• _AIM OF THE EXERCISE_
Rewrite the lines in the stretch from "Expected behaviour: mark a point on the cabinet door, one" through "102], [192, 98]]", changing "cabinet door" to "cupboard door" and leaving everything else as it is. Return only those lines.
■ ■ ■ ■ ■
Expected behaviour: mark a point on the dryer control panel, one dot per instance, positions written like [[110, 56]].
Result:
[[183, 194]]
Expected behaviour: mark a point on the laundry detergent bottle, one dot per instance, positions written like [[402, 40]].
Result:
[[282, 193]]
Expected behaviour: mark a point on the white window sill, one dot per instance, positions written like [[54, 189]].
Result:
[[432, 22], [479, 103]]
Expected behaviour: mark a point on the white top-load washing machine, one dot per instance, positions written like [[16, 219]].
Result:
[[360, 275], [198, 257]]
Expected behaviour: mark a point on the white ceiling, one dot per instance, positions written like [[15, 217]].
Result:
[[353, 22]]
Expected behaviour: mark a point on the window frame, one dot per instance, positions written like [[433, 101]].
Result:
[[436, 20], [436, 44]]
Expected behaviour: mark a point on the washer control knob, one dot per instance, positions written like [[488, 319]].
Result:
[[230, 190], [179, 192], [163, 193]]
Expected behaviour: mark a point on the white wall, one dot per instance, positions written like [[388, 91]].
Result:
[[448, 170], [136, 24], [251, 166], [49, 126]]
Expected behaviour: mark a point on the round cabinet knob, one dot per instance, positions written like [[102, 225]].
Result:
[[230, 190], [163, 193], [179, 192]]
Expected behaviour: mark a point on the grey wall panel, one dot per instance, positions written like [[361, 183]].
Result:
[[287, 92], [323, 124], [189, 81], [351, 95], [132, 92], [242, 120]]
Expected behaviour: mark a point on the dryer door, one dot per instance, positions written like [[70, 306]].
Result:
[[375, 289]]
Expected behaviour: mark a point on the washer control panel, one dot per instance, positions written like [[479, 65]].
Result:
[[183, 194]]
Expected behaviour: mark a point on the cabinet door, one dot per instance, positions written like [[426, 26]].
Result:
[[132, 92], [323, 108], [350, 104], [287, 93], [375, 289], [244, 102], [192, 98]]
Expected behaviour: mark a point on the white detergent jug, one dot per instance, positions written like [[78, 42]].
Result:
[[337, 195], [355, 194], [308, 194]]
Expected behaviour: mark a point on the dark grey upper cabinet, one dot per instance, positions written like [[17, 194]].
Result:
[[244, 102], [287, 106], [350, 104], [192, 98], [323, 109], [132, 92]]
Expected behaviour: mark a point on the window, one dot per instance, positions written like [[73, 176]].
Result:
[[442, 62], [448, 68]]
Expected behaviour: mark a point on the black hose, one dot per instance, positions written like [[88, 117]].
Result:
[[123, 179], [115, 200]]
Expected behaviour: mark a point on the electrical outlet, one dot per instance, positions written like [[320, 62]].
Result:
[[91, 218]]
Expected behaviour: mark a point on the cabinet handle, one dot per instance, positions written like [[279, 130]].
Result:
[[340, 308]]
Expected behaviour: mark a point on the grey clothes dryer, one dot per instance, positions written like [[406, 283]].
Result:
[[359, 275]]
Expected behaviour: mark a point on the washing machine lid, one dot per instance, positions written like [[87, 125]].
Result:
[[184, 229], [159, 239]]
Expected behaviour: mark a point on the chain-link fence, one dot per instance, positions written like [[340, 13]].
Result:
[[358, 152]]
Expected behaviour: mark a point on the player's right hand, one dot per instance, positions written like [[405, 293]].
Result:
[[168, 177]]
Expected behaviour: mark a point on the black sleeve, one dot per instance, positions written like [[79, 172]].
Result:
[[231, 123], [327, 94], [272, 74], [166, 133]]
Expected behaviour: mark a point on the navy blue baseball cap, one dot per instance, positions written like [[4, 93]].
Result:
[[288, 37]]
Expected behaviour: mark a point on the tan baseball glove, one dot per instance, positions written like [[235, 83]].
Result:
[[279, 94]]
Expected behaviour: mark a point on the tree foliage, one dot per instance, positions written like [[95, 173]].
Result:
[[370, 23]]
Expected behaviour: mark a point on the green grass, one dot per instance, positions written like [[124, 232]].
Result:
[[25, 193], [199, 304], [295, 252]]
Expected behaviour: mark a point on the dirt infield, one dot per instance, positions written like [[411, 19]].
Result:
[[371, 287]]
■ ■ ■ ■ ■
• _WORKED SOLUTION_
Expected behaviour: mark a point on the cupboard door, one dot per instance, positions written like [[426, 26]].
Result:
[[132, 92], [323, 108], [350, 104], [287, 93], [375, 289], [244, 102], [192, 98]]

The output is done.